__Task directions__:
Shift every bounding-box coordinate in the answers up by 87, and give all the lines again, requests included, from the line containing "Help me locate the cumulus" down to the line containing "0, 480, 80]]". Return only those lines.

__Data records__:
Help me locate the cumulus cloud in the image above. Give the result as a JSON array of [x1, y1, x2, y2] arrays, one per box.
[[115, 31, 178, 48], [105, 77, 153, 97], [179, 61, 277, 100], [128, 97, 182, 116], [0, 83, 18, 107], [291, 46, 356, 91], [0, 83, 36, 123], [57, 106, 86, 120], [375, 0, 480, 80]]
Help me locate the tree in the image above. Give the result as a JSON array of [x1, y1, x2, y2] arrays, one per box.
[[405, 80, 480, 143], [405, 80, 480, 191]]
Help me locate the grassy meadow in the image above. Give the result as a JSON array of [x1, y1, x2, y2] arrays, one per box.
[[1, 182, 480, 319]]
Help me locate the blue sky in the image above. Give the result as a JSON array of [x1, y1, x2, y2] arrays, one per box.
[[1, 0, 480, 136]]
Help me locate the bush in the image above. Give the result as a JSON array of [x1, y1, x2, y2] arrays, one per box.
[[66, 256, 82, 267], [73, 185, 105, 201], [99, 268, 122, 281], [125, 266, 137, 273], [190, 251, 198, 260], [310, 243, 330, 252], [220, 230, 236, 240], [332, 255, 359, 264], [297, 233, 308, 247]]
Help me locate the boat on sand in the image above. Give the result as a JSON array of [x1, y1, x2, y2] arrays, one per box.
...
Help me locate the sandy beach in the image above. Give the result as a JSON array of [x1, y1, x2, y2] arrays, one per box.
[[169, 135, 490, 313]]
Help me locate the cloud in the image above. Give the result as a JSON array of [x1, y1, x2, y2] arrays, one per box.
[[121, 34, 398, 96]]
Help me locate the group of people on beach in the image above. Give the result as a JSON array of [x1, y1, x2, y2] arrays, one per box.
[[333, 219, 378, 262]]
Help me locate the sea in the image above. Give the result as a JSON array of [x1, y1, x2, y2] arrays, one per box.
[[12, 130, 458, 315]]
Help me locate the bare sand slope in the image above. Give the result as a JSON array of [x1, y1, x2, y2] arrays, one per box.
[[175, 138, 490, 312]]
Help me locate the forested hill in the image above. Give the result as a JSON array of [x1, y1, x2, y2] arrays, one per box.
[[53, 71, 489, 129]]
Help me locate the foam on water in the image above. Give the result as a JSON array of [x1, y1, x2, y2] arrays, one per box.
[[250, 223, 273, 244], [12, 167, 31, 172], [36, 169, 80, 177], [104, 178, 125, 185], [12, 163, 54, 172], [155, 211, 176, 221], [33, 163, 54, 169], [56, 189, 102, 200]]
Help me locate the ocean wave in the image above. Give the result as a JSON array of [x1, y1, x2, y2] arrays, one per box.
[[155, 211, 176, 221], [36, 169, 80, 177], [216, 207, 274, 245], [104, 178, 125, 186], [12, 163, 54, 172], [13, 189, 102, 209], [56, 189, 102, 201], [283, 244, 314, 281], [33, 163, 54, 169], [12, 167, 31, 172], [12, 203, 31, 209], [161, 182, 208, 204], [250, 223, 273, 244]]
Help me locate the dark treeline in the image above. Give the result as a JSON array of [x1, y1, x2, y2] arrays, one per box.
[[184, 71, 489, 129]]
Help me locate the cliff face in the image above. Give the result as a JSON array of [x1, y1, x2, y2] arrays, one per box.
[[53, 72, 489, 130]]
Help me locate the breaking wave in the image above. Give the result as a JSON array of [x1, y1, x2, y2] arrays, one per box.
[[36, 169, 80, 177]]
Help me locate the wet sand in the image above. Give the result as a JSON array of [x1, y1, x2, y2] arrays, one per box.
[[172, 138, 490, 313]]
==
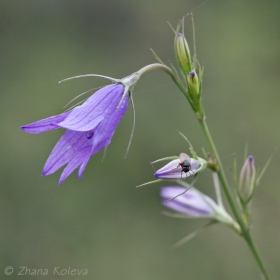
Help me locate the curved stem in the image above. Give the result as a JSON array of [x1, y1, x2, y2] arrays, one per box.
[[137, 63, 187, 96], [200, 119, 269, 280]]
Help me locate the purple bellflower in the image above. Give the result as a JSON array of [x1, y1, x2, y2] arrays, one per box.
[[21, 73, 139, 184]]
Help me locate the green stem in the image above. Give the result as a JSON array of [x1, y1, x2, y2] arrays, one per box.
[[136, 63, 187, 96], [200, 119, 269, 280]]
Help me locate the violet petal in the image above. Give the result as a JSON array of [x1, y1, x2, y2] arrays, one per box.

__Result for this exercise__:
Help me locate the cumulus cloud in the image above. Give the result as a JSON array of [x1, y1, x2, y2] arrays, one per box.
[[202, 118, 265, 135], [192, 164, 240, 184], [266, 148, 364, 187], [215, 184, 269, 203], [87, 170, 105, 194], [378, 133, 443, 178], [87, 170, 123, 210], [144, 193, 173, 207], [462, 87, 567, 167]]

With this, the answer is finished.